[Coordinate annotation entries]

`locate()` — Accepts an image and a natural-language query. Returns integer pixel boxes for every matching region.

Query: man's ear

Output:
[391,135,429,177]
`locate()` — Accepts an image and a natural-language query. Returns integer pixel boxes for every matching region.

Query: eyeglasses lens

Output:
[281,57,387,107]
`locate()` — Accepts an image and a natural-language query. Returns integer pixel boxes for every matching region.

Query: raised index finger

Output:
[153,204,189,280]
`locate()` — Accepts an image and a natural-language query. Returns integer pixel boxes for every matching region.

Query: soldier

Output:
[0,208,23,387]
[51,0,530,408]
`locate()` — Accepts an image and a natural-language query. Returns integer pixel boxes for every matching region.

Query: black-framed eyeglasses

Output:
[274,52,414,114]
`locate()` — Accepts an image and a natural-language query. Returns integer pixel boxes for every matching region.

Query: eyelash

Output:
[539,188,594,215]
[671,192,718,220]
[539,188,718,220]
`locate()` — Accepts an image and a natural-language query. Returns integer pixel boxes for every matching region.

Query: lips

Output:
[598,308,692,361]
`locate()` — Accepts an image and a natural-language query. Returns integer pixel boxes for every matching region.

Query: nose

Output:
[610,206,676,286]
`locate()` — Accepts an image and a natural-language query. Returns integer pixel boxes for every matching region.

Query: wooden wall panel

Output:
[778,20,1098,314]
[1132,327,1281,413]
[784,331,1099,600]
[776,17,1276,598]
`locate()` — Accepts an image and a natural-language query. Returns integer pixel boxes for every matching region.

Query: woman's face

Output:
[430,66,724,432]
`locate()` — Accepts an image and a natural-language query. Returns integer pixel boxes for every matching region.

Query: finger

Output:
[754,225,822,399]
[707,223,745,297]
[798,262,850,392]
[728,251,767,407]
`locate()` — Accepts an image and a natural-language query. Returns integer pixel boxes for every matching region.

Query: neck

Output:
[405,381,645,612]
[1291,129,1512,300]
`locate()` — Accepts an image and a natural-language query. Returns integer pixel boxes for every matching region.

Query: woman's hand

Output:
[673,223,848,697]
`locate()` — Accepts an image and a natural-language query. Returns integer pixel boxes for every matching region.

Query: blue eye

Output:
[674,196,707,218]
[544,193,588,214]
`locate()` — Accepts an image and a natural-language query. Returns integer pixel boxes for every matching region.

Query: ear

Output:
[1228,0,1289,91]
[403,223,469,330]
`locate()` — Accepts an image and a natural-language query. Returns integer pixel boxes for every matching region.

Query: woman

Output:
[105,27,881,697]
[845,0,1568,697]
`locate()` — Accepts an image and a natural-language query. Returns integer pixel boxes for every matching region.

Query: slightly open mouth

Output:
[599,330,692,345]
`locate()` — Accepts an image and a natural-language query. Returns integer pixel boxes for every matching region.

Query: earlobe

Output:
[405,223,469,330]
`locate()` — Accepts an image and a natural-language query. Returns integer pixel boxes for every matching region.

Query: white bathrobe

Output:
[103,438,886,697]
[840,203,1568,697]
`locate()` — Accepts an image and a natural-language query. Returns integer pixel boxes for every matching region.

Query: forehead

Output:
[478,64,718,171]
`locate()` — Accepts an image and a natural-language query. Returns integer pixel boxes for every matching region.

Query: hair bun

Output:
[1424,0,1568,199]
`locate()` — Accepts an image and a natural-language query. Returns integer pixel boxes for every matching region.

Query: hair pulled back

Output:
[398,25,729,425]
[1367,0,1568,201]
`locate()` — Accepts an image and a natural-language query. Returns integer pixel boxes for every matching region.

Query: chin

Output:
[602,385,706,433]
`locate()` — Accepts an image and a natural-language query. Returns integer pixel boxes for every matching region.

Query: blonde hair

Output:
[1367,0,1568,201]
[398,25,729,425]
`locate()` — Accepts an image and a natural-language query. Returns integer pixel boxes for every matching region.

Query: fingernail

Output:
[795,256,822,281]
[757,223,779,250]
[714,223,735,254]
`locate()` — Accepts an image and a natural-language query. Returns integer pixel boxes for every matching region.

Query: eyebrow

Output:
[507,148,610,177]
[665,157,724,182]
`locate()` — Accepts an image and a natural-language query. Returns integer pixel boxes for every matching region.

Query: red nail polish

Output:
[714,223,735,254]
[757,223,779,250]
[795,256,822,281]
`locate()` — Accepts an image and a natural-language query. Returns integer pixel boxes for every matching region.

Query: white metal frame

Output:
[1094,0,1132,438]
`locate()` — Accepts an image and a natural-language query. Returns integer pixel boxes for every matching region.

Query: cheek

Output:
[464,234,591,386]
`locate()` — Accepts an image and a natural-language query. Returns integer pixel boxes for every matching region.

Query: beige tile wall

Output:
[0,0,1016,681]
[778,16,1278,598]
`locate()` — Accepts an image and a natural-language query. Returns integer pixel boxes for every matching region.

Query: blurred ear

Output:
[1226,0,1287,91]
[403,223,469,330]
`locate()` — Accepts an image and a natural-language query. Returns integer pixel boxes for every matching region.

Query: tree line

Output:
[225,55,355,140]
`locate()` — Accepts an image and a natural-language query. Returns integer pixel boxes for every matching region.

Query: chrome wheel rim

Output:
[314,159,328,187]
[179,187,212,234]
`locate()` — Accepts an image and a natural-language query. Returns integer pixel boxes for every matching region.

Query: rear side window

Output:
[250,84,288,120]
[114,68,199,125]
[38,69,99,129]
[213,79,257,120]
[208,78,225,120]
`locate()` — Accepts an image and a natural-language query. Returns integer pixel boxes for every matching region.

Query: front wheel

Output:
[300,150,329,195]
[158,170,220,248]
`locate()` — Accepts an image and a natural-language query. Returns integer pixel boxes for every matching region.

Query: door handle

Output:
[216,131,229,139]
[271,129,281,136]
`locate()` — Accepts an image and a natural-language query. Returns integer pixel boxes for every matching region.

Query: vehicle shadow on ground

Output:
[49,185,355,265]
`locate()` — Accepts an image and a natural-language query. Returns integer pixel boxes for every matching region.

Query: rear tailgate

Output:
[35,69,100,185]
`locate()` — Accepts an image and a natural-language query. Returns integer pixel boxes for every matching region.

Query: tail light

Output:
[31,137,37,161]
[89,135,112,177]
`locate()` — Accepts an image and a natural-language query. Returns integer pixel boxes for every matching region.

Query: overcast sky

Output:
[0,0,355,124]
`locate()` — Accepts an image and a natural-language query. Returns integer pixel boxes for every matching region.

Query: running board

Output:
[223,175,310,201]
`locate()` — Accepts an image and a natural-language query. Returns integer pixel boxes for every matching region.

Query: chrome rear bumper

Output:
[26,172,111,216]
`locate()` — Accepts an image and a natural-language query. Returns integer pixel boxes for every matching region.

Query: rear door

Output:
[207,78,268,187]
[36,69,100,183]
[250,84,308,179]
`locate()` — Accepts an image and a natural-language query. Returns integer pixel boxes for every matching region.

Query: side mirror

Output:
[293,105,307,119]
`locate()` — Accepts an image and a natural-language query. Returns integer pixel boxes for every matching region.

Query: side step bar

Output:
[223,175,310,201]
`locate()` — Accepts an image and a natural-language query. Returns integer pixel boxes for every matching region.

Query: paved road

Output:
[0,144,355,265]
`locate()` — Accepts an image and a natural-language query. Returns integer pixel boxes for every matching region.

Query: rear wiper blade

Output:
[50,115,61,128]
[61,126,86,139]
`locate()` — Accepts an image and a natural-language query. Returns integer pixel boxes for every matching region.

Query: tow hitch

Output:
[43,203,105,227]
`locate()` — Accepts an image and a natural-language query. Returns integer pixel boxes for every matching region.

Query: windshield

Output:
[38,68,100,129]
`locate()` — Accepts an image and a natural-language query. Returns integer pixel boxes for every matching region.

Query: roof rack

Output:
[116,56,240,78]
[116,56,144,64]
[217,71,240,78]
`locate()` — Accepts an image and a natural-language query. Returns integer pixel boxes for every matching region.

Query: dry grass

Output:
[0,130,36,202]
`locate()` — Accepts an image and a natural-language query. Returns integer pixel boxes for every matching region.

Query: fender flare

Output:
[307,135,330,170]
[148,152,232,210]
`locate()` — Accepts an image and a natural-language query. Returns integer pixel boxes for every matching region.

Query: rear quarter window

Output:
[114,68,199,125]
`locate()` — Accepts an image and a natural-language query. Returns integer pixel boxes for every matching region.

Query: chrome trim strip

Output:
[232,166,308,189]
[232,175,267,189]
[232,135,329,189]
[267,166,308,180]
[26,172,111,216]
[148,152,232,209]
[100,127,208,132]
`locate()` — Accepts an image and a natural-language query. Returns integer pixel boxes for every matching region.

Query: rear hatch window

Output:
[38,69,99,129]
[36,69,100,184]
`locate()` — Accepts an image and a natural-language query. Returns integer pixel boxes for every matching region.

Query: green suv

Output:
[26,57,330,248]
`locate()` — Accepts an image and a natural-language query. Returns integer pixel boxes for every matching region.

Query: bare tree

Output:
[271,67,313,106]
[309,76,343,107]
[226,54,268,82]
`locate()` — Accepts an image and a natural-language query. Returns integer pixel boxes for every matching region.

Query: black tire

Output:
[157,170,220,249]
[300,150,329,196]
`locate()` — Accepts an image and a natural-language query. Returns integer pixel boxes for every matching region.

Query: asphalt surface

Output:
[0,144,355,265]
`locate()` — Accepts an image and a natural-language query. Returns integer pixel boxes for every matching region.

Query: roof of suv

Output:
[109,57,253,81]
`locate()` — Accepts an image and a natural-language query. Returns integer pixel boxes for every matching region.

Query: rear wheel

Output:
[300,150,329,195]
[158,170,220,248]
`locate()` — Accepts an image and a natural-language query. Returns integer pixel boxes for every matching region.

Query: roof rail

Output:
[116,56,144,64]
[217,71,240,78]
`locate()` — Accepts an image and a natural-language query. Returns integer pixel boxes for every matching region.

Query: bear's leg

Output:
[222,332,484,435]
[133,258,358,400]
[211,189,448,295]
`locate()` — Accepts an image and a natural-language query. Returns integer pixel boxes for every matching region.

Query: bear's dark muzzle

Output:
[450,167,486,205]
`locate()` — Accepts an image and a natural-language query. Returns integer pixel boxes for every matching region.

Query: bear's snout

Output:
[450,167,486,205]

- Given request -
Rescale every line from the first one through the line containing "[430,66,724,432]", both included, and write them all out again with their text unchanged. Multiply each box coordinate in the answers by 0.6 and round it to a whole number, with halves rounded up.

- Task result -
`locate()` — Accepts an image and a natural-language query. Returns integer pixel boxes for every matching region.

Query: man's ear

Output:
[235,81,257,106]
`locate()` — Accepts an image and a natural-language query. Returns integer pixel boxes for every matching region.

Query: eyeglasses lens

Output:
[169,34,232,64]
`locate()` — Accepts an image and a natural-language query. Returns integer pixel boxes for every matching region.

Query: raised index finger

Output:
[92,122,113,168]
`locate()` — Accepts an image and a natural-language query. Returns integer pixel boxes for every matching region.

Query: soldier

Output:
[0,125,14,232]
[31,0,318,245]
`locate()` — Accepts an image and a natural-language query. Returns integer pixel boxes for every matching region.

Query: black-framed eyeglasses

Output:
[164,31,248,68]
`locate()` — Accepts an image and a natural-language query. Returns integer pixel boxes for every matching region.

Query: eyelash

Output:
[323,113,356,129]
[403,115,431,132]
[323,113,431,132]
`locate()` — Accepts an image and a natural-language query. Returns integer pixel boxes for every matching region.

Query: lips

Output:
[359,185,415,217]
`locate()` — Accepts an image and a natural-language query. Returns integer pixel boxes for every matching region.

Query: nose

Output:
[366,124,406,172]
`locate()` — Accepts an image and a natural-language query. Returns integer pixel boxes for every matching region.

Query: wooden wall panel

Output:
[467,12,659,188]
[679,196,769,248]
[470,199,659,360]
[466,10,766,359]
`locate()` — Accepts an image and a natural-language query. Returns integer pixel boxes for every matching region.

Query: woman's face

Output:
[258,40,434,259]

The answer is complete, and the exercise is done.